SUPPLIED DATA →
--------------------
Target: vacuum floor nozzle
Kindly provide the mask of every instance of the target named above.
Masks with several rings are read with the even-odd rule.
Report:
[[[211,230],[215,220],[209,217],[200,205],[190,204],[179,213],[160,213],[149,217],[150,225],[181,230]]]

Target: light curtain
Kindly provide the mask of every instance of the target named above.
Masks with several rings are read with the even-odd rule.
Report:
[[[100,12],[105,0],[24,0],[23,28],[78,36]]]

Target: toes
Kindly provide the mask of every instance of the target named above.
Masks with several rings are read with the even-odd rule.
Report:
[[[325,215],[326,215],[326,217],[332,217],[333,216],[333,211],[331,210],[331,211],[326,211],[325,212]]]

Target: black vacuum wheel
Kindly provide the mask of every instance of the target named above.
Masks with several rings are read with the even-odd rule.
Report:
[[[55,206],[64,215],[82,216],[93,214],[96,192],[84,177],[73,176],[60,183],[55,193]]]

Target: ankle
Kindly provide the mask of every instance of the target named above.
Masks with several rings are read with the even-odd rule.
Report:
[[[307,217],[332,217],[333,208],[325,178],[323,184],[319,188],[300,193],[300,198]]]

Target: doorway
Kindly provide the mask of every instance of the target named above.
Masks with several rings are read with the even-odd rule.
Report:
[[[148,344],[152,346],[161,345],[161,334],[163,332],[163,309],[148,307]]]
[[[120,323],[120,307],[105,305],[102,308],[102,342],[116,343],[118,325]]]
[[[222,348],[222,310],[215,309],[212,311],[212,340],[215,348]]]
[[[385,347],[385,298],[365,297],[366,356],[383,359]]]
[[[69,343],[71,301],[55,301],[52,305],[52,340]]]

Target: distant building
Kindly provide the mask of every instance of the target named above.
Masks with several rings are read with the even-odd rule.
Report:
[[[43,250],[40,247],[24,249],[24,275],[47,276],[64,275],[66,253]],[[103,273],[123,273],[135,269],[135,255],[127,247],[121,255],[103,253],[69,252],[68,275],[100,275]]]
--------------------
WHAT IS BEING ASKED →
Count every line in the data that contains the word "vacuum", then give that count and nothing else.

OUTPUT BELOW →
2